> _EXTRACTED INFORMATION_:

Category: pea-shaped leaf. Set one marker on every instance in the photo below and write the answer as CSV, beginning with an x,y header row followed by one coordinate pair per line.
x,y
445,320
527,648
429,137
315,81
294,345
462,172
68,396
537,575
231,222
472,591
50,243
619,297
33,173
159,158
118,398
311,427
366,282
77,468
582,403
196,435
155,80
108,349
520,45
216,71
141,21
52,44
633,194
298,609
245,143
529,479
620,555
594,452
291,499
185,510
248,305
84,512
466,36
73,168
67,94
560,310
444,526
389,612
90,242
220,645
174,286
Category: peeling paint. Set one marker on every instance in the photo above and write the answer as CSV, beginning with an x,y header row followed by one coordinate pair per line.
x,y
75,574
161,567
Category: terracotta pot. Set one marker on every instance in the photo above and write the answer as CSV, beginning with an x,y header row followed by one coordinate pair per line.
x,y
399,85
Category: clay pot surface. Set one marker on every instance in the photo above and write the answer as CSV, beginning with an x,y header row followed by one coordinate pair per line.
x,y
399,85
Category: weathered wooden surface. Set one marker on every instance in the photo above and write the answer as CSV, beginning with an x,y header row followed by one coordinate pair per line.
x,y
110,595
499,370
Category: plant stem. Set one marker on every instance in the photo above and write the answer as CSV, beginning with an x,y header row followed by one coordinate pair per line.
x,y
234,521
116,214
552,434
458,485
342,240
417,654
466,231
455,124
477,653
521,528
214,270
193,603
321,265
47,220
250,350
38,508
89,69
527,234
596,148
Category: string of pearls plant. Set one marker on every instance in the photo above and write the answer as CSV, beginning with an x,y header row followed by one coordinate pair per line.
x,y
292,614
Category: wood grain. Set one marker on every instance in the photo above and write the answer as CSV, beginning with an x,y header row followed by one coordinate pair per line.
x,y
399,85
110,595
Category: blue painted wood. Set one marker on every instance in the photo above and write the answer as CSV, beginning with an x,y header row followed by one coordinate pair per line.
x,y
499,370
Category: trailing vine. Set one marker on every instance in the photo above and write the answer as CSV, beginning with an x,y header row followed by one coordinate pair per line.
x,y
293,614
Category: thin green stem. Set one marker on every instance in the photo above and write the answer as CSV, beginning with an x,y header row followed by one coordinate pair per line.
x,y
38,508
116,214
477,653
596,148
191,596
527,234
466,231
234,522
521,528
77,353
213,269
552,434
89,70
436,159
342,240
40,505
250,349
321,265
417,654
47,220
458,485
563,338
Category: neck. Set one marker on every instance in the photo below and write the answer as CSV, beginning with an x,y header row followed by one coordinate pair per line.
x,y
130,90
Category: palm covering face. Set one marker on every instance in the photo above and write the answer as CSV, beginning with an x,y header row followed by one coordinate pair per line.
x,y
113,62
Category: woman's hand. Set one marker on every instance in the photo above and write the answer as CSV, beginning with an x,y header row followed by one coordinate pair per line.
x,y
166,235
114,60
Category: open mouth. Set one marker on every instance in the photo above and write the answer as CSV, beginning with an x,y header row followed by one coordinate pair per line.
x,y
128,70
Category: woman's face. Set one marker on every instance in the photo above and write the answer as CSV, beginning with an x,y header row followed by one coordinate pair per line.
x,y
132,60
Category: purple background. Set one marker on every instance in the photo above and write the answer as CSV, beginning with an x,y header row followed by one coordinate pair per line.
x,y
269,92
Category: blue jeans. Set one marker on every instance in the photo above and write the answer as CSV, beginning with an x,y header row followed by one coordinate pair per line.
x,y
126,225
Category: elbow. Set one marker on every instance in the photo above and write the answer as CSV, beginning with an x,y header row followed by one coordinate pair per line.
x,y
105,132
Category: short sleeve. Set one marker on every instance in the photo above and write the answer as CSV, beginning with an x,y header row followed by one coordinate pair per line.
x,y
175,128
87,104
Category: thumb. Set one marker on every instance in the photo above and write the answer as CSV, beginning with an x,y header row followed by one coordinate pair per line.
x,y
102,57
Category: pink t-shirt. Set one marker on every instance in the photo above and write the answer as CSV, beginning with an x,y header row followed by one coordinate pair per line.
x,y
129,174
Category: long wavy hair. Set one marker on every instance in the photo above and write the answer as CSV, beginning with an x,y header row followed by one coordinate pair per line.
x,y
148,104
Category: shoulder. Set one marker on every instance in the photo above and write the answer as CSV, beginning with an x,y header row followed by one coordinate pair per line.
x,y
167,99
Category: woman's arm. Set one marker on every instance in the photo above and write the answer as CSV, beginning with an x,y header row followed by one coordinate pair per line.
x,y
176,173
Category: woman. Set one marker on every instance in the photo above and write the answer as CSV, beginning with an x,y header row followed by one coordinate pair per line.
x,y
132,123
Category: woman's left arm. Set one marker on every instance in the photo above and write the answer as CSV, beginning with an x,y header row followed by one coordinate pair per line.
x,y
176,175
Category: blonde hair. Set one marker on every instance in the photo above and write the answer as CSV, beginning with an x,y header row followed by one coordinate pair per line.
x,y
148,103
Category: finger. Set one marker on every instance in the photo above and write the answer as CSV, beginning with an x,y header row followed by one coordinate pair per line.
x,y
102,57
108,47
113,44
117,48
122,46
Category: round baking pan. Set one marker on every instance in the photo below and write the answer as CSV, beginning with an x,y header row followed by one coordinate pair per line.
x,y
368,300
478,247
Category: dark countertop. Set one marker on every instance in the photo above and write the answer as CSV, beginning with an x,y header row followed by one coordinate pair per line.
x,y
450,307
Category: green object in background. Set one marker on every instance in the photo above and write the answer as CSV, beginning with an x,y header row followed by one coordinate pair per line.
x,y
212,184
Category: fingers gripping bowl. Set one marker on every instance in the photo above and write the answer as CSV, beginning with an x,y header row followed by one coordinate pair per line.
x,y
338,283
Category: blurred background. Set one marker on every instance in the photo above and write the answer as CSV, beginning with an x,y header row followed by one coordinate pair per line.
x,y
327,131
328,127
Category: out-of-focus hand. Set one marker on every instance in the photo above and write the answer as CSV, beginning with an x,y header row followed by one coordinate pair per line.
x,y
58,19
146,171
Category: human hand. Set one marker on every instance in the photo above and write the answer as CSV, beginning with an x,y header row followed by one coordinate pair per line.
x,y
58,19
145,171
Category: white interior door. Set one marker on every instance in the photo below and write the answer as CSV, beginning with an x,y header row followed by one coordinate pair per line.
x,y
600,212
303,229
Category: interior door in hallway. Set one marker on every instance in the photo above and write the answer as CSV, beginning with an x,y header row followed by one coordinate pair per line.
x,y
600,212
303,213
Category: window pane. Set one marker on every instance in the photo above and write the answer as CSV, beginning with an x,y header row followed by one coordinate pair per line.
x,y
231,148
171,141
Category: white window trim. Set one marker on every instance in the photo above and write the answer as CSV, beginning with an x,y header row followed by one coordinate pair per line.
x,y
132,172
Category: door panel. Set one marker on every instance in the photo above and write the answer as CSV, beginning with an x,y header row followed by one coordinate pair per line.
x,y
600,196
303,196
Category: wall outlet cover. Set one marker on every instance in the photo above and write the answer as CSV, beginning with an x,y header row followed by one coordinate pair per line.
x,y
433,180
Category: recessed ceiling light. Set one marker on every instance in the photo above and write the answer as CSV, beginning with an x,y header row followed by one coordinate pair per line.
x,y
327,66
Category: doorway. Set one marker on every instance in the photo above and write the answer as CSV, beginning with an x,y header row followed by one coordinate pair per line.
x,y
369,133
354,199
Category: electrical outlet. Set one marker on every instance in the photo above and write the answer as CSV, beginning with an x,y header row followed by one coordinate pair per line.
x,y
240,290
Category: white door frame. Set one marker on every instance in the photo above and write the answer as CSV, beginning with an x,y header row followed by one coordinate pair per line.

> _WHAT THE TASK REQUIRES_: Return verbatim the lines of the records, beginning at the line that contains "Category: wall outlet" and ending after the last line of the records.

> _WRITTEN RESPONSE_:
Category: wall outlet cover. Set one marker on every instance in the photo above and write the answer as CSV, beginning with an x,y header row followed by one coordinate pair per line.
x,y
433,180
Category: recessed ceiling light. Set one marker on every instance in the photo above and write the answer as CSV, beginning with an x,y header row followed by one coordinate pair per line.
x,y
327,66
Category: doorway. Set one marker on every instance in the photo above and write the answer as CSV, beginning with an x,y header row followed by one coordinate pair per line.
x,y
369,133
354,199
Category: electrical outlet. Set one marker on every instance in the photo above and write the answer as CSV, beginning with an x,y header row followed by one coordinate pair per line.
x,y
240,290
Category: white door frame. Set one marker on every instance in the photo above and write the answer as CSV, beginning with an x,y header row followed by one coordinate pair per line.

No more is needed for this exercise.